start Text extract

2. The vehicle battery cell venting system of claim 1, wherein the longitudinal bore includes first bore having a first bore diameter A opening into a second bore having a second bore diameter B, with the first bore diameter A being less than the second bore diameter B.

3. The vehicle battery cell venting system of claim 2, wherein:

the shaft includes a main shaft portion having a first shaft diameter C; and

the first shaft diameter C is smaller than the first bore diameter A providing for a sliding fit of the main shaft portion within the first bore diameter A.

4. The vehicle battery cell venting system of claim 3, wherein the shaft includes a stop block having a block diameter D greater than the first bore diameter A of the longitudinal bore, with the stop block slidably disposed within the second bore.

5. The vehicle battery cell venting system of claim 4, wherein:

the second bore ends at a shoulder; and

the stop block slidably fits within the second bore diameter B of the second bore with the stop block contacting the shoulder to end sliding travel of the shaft in a shaft sliding direction.

6. The vehicle battery cell venting system of claim 1, further including a particle trap positioned on the vent cap portion providing a surface viscosity or treatment defining a generally circular-shaped end wall raised above a surface of the vent cap portion to collect and trap particles of an ejecta occurring during battery cell venting, the particle trap defining one of a magnetic material to magnetically attract and hold the particles of the ejecta, or a chemical or viscous material to capture the particles of the ejecta coming in direct contact with the particle trap.

7. The vehicle battery cell venting system of claim 1, further including:

a wedge-shaped member created on the shaft; and

a tapering outer surface of the wedge-shaped member contacting a concomitant-shaped inner tapering surface created in the mandrel to stop travel of the shaft.

8. The vehicle battery cell venting system of claim 1, further including:

multiple wedge-shaped members extending inwardly from a mandrel inner wall individually including a taper face having a continuous downward diameter reducing shape; and

the shaft having an upward directed taper body that passes through the wedge-shaped members when a pressure difference from the overpressure condition occurs to stop travel of the shaft against one of the wedge-shaped members.

end Text extract
start Extracted material

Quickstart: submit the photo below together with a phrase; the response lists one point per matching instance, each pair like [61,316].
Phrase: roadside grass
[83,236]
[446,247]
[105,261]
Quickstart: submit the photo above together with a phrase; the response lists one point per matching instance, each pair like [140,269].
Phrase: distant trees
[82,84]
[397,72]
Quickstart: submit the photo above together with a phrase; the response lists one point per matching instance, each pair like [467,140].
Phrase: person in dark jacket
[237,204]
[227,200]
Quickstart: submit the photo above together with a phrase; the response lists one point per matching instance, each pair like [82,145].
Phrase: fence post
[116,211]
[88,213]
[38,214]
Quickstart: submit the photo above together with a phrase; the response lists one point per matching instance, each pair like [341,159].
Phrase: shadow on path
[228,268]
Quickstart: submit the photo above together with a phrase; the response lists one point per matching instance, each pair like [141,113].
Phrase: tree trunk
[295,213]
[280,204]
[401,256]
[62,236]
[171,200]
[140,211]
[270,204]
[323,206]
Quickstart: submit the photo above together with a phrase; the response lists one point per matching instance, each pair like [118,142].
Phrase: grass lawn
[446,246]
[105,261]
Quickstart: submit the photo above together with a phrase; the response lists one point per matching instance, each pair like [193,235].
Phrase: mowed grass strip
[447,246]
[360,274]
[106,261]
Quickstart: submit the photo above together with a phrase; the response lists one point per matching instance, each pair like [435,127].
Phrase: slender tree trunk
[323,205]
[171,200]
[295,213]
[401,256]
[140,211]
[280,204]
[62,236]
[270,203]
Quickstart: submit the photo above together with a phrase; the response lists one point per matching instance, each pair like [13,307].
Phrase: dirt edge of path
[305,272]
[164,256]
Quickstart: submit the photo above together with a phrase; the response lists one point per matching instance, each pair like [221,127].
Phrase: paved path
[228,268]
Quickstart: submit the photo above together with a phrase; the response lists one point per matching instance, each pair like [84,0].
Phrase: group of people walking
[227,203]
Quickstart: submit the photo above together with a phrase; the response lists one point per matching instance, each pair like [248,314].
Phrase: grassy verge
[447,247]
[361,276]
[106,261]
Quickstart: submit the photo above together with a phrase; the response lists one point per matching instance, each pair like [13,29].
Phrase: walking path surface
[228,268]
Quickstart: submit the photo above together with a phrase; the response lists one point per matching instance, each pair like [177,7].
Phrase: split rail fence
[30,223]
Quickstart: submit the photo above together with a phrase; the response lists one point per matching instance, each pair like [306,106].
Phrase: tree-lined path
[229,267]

end Extracted material

* **Objectives**
1. Repeat the battery venting claims word for word from "the first shaft" to "shaft sliding direction.".
2. Pick up the battery venting claims after their final sentence and carry them forward.
The rows were taken from a different source than the battery venting claims.

* **Task-by-task answers**
1.
the first shaft diameter C is smaller than the first bore diameter A providing for a sliding fit of the main shaft portion within the first bore diameter A.

4. The vehicle battery cell venting system of claim 3, wherein the shaft includes a stop block having a block diameter D greater than the first bore diameter A of the longitudinal bore, with the stop block slidably disposed within the second bore.

5. The vehicle battery cell venting system of claim 4, wherein:

the second bore ends at a shoulder; and

the stop block slidably fits within the second bore diameter B of the second bore with the stop block contacting the shoulder to end sliding travel of the shaft in a shaft sliding direction.

2.
9. The vehicle battery cell venting system of claim 1, wherein:

the vent cap portion includes multiple wires fixed to an upper surface of the vent cap portion; and

a gap being provided between successive ones of the wires opening in an upward direction, the gap receiving and capturing at least one particle entrained in an ejecta occurring during battery cell venting.

10. The vehicle battery cell venting system of claim 1, wherein:

the vent cap portion is thinner at a vent cap center than at a vent cap perimeter, rendering the vent cap center easier to bend upon contact by a gas discharged from the battery cell, with the vent cap center forming a curved bowl-shape during bending to improve collection of ejecta particles emitted from the battery cell; and

a surface treatment provided to the vent cap portion to attract the ejecta particles, with the surface treatment defining at least one of a brush material and a porous material functioning to attract and trap the ejecta particles, the brush material and the porous material defining a high temperature resistant polymer.

11. A method for forming a vehicle battery cell venting system, comprising:

rolling a positive electrode and a negative electrode and a separator to create a winding;

inserting a hollow mandrel through a longitudinal center axis of the winding;

joining a bottom insulator at a first end of the winding proximate the negative electrode;

coupling a top insulator at a second end of the winding opposite to the negative electrode and proximate to the positive electrode;

slidably disposing the bottom insulator with the winding into a can;

mounting a cell top assembly defining a header over a positive terminal of the positive electrode and onto the top insulator;

slidably inserting a shaft into a longitudinal bore of a mandrel centrally positioned in the can with a portion of the shaft extending beyond a bottom end of the mandrel;

end-welding the shaft to a surface of a vent cap portion of a battery end cap; and

pushing the battery end cap having the shaft welded to the vent cap portion onto a first end of the can and fixing the battery end cap at a perimeter of the first end of the can.

12. The method of claim 11, further including adding an electrolyte to the header of the cell top assembly and crimping the cell top assembly containing the electrolyte at a second end of the can.

13. The method of claim 12, further including:

extending support ring of the battery end cap circumferentially outward of the vent cap portion to create a supporting surface to receive a portion of the electrolyte; and

encapsulating the portion of the electrolyte using a raised shoulder surrounding the support ring when the battery end cap is fixed to the can.

14. The method of claim 11, further including extending a positive terminal outward of the positive electrode and extending a negative terminal outward of the negative electrode.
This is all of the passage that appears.